Italy first felt huge economic changes in Europe from the 11th to the 13th centuries. Typically there was:
- a rise in population―the population doubled in this period (the demographic explosion)
- an emergence of large cities (Venice, Florence and Milan had over 100,000 inhabitants by the 13th century in addition to many others such as Genoa, Bologna and Verona, which had over 50,000 inhabitants)
- the rebuilding of the great cathedrals
- substantial migration from country to city (in Italy the rate of urbanization reached 20%, making it the most urbanized society in the world at that time)
- an agrarian revolution
- the development of commerce

In recent writing on the city states, American scholar Rodney Stark emphasizes that they married responsive government, Christianity and the birth of capitalism. He argues that Italy consisted of mostly independent towns, who prospered through commerce based on early capitalist principles and kept both direct Church control and imperial power at arm's length.

Cambridge University historian and political philosopher Quentin Skinner has pointed out how Otto of Freising, a German bishop who visited central Italy during the 12th century, commented that Italian towns had appeared to have exited from feudalism, so that their society was based on merchants and commerce. Even northern cities and states were also notable for their maritime republics, especially the Republic of Venice and Genoa. Compared to absolutist monarchies or other more centrally controlled states, the Italian communes and commercial republics enjoyed relative political freedom conducive to academic and artistic advancement. Geographically, and because of trade, Italian cities such as Venice became international trading and banking hubs and intellectual crossroads.

Harvard historian Niall Ferguson points out that Florence and Venice, as well as several other Italian city-states, played a crucial innovative role in world financial developments, devising the main instruments and practices of banking and the emergence of new forms of social and economic organization.
-.-.-
= INSTRUCTIONS =
**1)** Repeat the passage on Italian city-states word for word, from "- the rebuilding" to "at arm's length.", inclusive.
**2)** In two sentences, summarize the passage on Italian city-states.
**3)** Answer these questions about the passage on Italian city-states:
(a) Which three cities had over 100,000 inhabitants by the 13th century?
(b) Who was Otto of Freising?
(c) According to Niall Ferguson, what did Florence and Venice devise?

= RECORDS SHOWN =
-.-.-
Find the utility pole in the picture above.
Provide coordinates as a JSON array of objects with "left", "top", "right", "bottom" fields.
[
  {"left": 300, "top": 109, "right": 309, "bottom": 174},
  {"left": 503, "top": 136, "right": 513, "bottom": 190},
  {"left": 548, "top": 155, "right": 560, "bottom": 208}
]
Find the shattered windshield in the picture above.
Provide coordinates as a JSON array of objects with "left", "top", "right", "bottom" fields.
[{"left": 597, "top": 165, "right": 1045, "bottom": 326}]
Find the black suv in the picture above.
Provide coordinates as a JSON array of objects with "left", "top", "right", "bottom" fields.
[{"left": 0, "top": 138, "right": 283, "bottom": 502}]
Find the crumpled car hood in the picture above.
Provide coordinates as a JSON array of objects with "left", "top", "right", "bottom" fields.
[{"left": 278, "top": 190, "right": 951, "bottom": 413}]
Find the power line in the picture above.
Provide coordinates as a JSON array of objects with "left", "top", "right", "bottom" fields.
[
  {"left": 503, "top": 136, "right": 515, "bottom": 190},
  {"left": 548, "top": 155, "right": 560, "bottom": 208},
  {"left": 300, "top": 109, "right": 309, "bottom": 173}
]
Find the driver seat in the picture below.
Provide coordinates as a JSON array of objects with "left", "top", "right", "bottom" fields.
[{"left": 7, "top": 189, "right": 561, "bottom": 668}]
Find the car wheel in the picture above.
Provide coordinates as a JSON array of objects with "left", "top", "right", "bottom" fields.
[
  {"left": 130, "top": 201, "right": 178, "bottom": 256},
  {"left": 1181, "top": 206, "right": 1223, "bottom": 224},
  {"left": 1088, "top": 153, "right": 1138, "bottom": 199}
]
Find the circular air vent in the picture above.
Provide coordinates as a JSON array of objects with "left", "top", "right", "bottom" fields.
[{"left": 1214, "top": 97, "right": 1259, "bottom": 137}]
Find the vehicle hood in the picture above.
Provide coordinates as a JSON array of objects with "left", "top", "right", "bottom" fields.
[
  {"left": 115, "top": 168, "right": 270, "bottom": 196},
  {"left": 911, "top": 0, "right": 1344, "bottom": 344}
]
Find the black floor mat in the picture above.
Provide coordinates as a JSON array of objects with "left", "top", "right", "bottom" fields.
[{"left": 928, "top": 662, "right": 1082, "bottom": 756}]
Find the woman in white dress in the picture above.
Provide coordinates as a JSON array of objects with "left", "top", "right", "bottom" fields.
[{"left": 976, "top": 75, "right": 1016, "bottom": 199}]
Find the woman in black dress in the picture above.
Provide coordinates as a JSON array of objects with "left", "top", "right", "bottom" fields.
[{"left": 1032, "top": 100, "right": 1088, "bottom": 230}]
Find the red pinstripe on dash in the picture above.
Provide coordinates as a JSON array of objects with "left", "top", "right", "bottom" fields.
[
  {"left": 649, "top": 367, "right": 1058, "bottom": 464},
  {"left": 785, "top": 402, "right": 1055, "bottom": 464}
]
-.-.-
= RESPONSES BY TASK =
**1)**
- the rebuilding of the great cathedrals
- substantial migration from country to city (in Italy the rate of urbanization reached 20%, making it the most urbanized society in the world at that time)
- an agrarian revolution
- the development of commerce

In recent writing on the city states, American scholar Rodney Stark emphasizes that they married responsive government, Christianity and the birth of capitalism. He argues that Italy consisted of mostly independent towns, who prospered through commerce based on early capitalist principles and kept both direct Church control and imperial power at arm's length.

**2)** From the 11th to the 13th centuries, Italy saw major economic changes, including a doubling of population, the rise of large cities, heavy migration from country to city and the growth of commerce. Historians describe its largely independent towns and commercial republics as having left feudalism behind and prospered through trade and early capitalism, with cities such as Florence and Venice playing an innovative role in banking.

**3)**
(a) Venice, Florence and Milan.
(b) A German bishop who visited central Italy during the 12th century.
(c) The main instruments and practices of banking.